What the task asks
The listing beneath should be written out in full, exactly as shown.

Excerpts from a detection dataset
--- --- ---
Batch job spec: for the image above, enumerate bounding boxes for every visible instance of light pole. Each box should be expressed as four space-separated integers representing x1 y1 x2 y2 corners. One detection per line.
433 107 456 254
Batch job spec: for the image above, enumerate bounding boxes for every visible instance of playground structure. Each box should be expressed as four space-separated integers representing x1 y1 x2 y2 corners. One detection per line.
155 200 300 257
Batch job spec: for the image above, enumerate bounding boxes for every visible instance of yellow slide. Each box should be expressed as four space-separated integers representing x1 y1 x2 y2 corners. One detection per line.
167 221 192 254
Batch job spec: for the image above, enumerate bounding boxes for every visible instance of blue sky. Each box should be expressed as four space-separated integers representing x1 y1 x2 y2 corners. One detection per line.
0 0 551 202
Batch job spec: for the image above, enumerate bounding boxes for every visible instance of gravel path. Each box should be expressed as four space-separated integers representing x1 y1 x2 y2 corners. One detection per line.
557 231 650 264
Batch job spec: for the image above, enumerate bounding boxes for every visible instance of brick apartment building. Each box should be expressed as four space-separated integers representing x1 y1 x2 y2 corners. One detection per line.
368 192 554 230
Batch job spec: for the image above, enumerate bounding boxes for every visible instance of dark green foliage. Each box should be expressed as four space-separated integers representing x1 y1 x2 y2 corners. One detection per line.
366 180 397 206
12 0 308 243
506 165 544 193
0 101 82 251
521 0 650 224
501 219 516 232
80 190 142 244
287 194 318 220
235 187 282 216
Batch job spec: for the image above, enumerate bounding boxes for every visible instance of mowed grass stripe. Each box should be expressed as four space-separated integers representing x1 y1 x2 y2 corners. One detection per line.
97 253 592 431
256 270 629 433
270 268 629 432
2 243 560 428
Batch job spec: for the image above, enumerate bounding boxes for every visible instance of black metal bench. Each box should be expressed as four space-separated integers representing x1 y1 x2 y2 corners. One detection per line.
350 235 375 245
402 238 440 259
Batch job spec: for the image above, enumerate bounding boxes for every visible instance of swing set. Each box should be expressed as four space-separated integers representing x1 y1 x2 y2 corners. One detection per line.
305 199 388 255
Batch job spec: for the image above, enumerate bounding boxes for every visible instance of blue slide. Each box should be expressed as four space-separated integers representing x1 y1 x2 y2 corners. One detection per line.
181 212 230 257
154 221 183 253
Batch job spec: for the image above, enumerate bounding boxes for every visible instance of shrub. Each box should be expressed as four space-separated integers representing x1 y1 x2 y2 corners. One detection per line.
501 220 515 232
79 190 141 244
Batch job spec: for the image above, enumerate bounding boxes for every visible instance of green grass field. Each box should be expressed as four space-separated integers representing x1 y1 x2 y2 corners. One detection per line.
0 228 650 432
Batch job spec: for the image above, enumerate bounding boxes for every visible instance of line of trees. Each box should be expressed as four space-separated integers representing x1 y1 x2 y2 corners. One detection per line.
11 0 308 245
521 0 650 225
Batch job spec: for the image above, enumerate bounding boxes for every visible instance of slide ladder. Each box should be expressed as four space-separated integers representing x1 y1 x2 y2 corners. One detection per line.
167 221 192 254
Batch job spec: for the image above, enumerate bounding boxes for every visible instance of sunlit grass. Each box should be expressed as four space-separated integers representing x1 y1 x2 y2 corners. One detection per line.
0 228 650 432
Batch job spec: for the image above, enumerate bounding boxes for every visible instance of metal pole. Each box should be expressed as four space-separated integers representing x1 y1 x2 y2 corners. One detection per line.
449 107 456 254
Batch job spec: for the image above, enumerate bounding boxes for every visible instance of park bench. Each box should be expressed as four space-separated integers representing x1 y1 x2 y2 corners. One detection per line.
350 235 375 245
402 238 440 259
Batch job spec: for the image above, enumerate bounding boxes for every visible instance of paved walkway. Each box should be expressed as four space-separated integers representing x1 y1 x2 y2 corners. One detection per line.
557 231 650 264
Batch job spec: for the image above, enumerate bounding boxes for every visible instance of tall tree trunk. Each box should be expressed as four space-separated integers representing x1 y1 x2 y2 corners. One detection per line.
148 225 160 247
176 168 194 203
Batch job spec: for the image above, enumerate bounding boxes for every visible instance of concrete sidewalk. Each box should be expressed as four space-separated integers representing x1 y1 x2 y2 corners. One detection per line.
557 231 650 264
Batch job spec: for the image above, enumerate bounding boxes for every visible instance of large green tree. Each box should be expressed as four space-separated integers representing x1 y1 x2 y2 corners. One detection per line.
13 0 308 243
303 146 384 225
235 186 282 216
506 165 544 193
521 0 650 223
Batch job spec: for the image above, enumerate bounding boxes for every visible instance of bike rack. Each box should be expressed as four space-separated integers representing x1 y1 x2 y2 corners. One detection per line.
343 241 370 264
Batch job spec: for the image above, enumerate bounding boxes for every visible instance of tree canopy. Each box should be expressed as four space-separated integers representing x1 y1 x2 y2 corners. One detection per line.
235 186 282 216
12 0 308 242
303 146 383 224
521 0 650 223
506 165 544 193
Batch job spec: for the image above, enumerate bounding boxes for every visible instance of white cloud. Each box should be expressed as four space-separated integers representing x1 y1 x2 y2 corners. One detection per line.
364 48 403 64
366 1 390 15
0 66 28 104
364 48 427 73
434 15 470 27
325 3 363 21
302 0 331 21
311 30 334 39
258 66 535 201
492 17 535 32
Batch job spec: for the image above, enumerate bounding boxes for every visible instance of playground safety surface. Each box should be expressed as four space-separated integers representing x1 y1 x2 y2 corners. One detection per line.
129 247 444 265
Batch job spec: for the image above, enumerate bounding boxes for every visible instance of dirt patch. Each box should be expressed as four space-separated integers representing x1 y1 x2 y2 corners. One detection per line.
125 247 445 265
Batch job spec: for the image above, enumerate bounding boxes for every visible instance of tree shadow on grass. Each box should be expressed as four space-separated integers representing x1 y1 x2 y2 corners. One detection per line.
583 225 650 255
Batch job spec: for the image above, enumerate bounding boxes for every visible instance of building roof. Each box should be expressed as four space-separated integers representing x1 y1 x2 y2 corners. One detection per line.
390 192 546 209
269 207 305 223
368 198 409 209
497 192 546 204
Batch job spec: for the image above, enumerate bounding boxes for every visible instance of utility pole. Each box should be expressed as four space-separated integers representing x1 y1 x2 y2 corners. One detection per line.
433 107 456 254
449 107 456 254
--- --- ---
Answer below
Batch job spec: for the image above, enumerate bounding boxes for every visible instance of light pole. Each box should be expressed as four space-separated integers representing x1 y1 x2 y2 corners. One detection per line.
433 107 456 254
Batch job spec: for the image above, enumerate bounding boxes for every visible instance of playground structure. Each box should be expressed as four space-separated integers representing x1 y1 x2 y2 corners. One detection per line.
155 200 300 257
Batch job spec: for the image above, enumerate bounding boxes for every visible instance of yellow slide. Each box should be expressed as four space-separated integers representing x1 y1 x2 y2 corners. One detection per line.
167 221 192 254
Batch job spec: for the image above, enumerate bounding boxes for every visible instance of blue sky. Each box should be expressed as four space-separated integers representing x1 y1 x2 y2 corners. One detection per line.
0 0 551 202
Batch job spec: for the image above, enumerate bounding boxes for every visible instance of gravel path. Each box should be expressed as four space-separated integers representing x1 y1 x2 y2 corners. One detection per line.
557 231 650 264
Batch job spec: for the image above, enumerate bounding boxes for every visible instance of brick apartment building. Each box should be expressed as four space-separated integers representing x1 y1 x2 y2 corners. One detection per line.
368 192 554 230
Batch job spec: for the image above, enumerate bounding boxes for every visible instance of dark green foliage. Each box should be expressed as four space-separated integers representing x1 y1 x2 y2 corners. One detection per line.
366 180 397 206
12 0 308 243
506 165 544 193
0 101 82 251
521 0 650 224
501 219 516 232
80 190 142 244
287 194 318 220
235 187 282 216
Batch job spec: for the image above, enumerate bounding boxes for every visible instance of mowed grass stripe. Each box should be expressed as four space-separated integers representing x1 y1 x2 y2 corners. One detection per line.
97 253 592 431
256 270 629 433
270 268 629 432
2 243 560 428
Batch job spec: for the image above, enumerate bounding boxes for every visible instance of black metal bench. Each box should be expressed as four space-separated integers representing x1 y1 x2 y2 corners. One detection per line.
350 235 375 245
402 238 440 259
Batch job spec: for the image above, enumerate bounding boxes for every visible instance of swing set. Each box should be expressed as four space-separated integers representing x1 y1 x2 y2 corners. One detection per line.
305 199 388 255
Batch job spec: for the image above, enumerate bounding boxes for every visible instance of blue slide. Each box should be expressed as four space-separated integers representing x1 y1 x2 y2 corners. One detection per line.
181 212 230 257
154 221 183 253
Batch job spec: for the image above, enumerate bounding boxes for every visible instance of shrub. Each box should be expressed as four space-separated integers representing x1 y1 x2 y2 corners. One detection per line.
501 220 515 232
79 190 141 244
Batch job spec: for the image above, enumerate bounding boxes for every visible instance of green grass field. Each box should be expressed as four space-separated integers representing x1 y1 x2 y2 corners. One detection per line.
0 228 650 432
Batch job spec: for the image above, enumerate bounding boxes for every visible instance of line of trees. Each box should be expressed as four space-separated integers representing x1 y1 x2 y2 corners. One detection per line.
11 0 308 245
521 0 650 225
Batch job spec: for the image above, enumerate bounding boxes for every visible instance of slide ladder. Each box should be expressed as four space-separated integers representing x1 y1 x2 y2 corners. One detection per line.
167 221 192 254
Batch job spec: for the image above, enumerate bounding boxes for every visible instance of sunlit grass. Each box should be expressed as four space-separated integers representing x1 y1 x2 y2 corners. One detection per line.
0 228 650 432
Batch job spec: for the image above, enumerate bounding boxes for every visible instance of metal pole. Each box should be expressed as four space-separated integers representing x1 y1 x2 y2 corners. One detection per line.
449 107 456 254
Batch job spec: for the image above, enumerate bounding boxes for every visible instance of park bench. Each box should be expressed as four space-separated integers representing x1 y1 x2 y2 corners. One detection per line.
350 235 375 245
402 238 440 259
Batch job spec: for the image above, enumerate bounding boxes for every visible instance of paved walkway. Each box should be expressed as four space-separated integers representing x1 y1 x2 y2 corners. One detection per line.
557 231 650 264
Batch job spec: for the image above, enumerate bounding boxes for every visible instance of tall tree trunk. Each box should be expressed as four space-separated integers representing x1 y1 x2 y2 corners. One detection per line.
148 225 160 247
176 168 194 203
Batch job spec: for the image above, enumerate bounding boxes for every visible instance of concrete sidewalk. Each box should be expressed as four space-separated integers representing x1 y1 x2 y2 corners. One detection per line.
557 231 650 264
Batch job spec: for the image above, enumerate bounding boxes for every visible instance of large green tree. Each box should be expressed as four space-separated integers representing x1 y1 x2 y2 corners. One detection per line.
13 0 308 243
303 146 384 225
235 186 282 216
506 165 544 193
521 0 650 223
Batch job spec: for the image above, enumerate bounding boxes for every visible instance of bike rack. Each box should be expressed as four space-separated integers representing x1 y1 x2 y2 corners. One detection per line.
343 241 370 264
Batch job spec: for the image above, enumerate bounding boxes for every visible instance of tree canopy. Each box should be expressed as four space-separated integers representing x1 y1 x2 y2 corners. One detection per line.
235 186 282 216
12 0 308 242
303 146 383 224
521 0 650 223
506 165 544 193
Batch job spec: for the image above, enumerate bounding boxes for every visible instance of white cloud. Each box should be expressed as four space-separated integers representing x1 y1 x2 y2 corners. One detection per line.
364 48 403 64
366 1 390 15
0 66 28 104
364 48 427 73
434 15 470 27
325 3 363 21
302 0 331 21
311 30 334 39
258 66 535 201
492 17 535 32
Batch job spec: for the image above, enumerate bounding boxes for every visible instance of playground safety surface. Each box should be expressed as four space-separated integers representing x1 y1 x2 y2 corners. One detection per line.
129 247 444 265
Batch job spec: for the image above, enumerate bounding boxes for every visible instance of dirt patch. Each box should be expressed as four space-separated integers representing x1 y1 x2 y2 corners. One detection per line.
125 247 445 265
Batch job spec: for the image above, enumerate bounding boxes for every visible instance of tree shadow on grass. Each box should be expressed as four space-separated integers representing x1 y1 x2 y2 corners. One detection per line.
583 225 650 255
Batch job spec: for the image above, enumerate bounding boxes for every visible instance of building roof. Each box should be expressed as four space-separated integers representing x1 y1 x2 y2 corners. One detection per line.
390 192 546 209
269 207 305 223
368 198 409 209
497 192 546 204
Batch job spec: for the image above, enumerate bounding boxes for every visible instance of utility pole. Each box should be expressed as four space-separated integers representing x1 y1 x2 y2 corners. One detection per line.
433 107 456 254
449 107 456 254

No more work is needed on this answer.